- **WRITTEN INSTRUCTION**
Gather every line of the items below that contains the string "syringe", matching case exactly.

- **EXERCISE INPUTS**
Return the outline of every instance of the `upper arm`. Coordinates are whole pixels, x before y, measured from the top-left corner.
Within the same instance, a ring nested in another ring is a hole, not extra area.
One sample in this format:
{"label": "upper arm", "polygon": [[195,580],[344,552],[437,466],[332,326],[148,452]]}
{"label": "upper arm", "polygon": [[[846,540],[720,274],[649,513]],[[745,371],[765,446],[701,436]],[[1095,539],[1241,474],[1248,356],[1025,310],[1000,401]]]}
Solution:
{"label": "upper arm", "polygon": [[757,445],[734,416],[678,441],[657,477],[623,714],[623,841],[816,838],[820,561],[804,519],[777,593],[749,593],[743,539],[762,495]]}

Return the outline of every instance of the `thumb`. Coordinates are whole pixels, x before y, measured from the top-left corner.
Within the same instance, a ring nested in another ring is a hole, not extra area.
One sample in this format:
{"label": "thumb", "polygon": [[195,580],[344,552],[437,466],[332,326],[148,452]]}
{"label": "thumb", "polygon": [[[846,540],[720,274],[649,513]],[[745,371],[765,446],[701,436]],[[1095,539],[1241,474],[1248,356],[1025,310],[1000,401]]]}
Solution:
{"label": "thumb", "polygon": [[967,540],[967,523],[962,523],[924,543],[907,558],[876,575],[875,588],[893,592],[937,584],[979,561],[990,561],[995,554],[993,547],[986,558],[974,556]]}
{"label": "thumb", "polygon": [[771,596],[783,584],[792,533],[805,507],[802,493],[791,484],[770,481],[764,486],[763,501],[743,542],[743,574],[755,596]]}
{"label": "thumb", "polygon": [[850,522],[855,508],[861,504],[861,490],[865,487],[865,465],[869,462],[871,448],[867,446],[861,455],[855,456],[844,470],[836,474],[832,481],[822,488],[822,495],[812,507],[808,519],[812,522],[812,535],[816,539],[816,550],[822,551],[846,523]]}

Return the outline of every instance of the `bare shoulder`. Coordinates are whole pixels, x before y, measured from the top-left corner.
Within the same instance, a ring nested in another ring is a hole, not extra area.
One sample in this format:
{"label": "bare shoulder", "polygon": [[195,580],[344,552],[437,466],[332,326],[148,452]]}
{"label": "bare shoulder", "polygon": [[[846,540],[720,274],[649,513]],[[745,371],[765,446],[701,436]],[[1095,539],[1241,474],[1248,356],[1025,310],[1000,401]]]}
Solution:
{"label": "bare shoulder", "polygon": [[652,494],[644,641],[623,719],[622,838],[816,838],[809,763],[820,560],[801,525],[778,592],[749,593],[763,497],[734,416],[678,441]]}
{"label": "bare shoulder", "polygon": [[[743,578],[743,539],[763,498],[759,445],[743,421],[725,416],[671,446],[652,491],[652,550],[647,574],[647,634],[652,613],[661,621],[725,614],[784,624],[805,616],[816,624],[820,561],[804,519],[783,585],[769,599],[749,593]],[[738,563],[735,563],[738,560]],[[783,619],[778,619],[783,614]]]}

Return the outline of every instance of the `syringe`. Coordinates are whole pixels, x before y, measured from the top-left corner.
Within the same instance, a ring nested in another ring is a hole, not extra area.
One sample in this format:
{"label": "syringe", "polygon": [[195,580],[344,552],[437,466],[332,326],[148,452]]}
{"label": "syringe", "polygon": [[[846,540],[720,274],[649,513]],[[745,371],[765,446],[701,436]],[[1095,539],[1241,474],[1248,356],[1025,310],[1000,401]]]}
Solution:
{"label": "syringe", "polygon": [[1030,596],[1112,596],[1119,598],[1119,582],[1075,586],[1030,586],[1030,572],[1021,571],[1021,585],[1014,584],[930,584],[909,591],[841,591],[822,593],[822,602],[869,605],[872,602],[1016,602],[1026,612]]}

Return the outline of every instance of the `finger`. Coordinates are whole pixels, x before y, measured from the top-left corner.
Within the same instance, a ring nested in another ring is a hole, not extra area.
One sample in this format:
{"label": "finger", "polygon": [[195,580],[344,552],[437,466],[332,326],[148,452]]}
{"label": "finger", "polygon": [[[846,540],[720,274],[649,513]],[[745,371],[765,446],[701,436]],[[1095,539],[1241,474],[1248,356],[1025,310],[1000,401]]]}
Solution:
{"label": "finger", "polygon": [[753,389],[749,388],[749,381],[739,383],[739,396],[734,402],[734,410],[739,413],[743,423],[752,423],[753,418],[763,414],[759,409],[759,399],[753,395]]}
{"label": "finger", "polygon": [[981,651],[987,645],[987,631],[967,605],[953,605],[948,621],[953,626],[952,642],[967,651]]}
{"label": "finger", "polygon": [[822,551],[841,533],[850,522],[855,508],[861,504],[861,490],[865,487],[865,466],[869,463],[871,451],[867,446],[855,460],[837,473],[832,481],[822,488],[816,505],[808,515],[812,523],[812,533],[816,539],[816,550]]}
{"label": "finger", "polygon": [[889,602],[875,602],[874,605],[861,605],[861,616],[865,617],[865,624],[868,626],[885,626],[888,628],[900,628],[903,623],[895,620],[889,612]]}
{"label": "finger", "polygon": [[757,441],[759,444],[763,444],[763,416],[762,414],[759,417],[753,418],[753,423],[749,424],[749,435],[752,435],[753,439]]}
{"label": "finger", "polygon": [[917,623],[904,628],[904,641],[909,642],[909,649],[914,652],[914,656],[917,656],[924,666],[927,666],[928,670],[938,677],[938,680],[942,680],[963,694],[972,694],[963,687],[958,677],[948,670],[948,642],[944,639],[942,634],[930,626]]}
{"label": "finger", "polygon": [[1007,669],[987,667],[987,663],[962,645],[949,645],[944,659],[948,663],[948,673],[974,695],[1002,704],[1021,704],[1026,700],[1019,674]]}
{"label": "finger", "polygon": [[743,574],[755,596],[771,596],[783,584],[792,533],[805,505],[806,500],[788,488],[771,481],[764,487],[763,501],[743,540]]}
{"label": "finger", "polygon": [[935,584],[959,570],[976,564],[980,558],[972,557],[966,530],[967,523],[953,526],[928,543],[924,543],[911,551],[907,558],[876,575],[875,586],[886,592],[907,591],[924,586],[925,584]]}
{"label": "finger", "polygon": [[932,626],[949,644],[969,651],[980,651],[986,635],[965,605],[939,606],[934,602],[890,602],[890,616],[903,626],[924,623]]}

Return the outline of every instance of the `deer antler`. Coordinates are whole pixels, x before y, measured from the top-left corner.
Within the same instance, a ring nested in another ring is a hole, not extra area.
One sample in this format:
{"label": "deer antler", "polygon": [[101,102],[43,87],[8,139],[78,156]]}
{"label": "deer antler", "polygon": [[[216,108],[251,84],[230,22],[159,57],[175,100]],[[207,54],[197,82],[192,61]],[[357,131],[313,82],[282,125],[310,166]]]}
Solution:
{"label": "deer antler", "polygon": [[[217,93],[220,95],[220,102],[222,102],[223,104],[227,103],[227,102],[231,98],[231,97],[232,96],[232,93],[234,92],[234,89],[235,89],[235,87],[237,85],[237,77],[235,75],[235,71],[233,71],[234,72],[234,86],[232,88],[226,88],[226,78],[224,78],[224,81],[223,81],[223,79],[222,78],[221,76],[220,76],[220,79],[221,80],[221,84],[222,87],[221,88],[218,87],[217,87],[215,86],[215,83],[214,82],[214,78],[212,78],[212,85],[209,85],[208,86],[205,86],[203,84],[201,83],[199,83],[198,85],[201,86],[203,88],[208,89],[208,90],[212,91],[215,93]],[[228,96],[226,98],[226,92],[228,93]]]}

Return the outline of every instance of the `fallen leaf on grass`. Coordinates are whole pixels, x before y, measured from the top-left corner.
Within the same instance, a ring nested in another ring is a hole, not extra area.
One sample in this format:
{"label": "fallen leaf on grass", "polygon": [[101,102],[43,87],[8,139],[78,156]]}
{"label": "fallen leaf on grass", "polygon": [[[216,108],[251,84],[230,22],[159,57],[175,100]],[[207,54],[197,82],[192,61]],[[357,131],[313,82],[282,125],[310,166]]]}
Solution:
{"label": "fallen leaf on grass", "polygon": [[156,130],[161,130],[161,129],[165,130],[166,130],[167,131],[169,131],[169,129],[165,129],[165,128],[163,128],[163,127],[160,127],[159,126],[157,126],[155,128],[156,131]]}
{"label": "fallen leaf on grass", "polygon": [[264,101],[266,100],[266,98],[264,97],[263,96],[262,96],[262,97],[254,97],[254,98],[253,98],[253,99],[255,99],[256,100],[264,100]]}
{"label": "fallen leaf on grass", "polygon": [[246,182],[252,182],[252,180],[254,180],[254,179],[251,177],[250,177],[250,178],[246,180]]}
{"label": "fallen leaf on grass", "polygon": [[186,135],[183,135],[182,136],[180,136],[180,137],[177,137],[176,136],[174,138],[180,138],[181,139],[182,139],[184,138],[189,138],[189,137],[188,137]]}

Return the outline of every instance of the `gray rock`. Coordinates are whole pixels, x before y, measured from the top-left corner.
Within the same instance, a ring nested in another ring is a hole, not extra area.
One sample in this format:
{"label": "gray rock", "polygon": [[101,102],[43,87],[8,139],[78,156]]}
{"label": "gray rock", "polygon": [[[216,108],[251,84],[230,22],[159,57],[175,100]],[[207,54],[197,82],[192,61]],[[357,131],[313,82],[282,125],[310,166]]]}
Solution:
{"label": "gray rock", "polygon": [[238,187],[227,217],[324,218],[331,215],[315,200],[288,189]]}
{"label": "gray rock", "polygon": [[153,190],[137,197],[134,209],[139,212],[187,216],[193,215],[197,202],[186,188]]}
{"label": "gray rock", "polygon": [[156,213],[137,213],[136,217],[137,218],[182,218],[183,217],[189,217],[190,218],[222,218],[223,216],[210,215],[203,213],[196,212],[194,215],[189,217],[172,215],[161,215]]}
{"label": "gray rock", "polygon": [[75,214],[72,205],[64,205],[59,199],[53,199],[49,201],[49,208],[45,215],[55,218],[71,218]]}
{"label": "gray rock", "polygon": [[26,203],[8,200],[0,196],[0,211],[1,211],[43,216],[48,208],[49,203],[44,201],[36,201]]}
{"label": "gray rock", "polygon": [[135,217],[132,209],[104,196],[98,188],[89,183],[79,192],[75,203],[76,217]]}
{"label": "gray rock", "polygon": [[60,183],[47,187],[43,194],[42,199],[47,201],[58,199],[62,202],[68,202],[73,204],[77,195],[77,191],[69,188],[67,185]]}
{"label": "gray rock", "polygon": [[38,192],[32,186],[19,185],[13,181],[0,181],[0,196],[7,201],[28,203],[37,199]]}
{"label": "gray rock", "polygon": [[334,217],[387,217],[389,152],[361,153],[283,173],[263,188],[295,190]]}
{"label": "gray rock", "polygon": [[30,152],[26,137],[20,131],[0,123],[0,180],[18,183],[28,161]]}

- **EXERCISE RESULT**
Return the outline of every instance of the `syringe`. Coordinates are whole pixels, x before y, measured from the top-left corner.
{"label": "syringe", "polygon": [[195,580],[344,552],[437,466],[332,326],[148,452]]}
{"label": "syringe", "polygon": [[[846,540],[720,274],[649,513]],[[745,371],[765,446],[701,436]],[[1095,539],[1241,474],[1248,356],[1025,310],[1000,401]]]}
{"label": "syringe", "polygon": [[1030,596],[1112,596],[1119,598],[1119,582],[1075,586],[1030,586],[1030,572],[1021,571],[1021,585],[1014,584],[930,584],[909,591],[841,591],[822,593],[822,602],[869,605],[872,602],[1016,602],[1026,612]]}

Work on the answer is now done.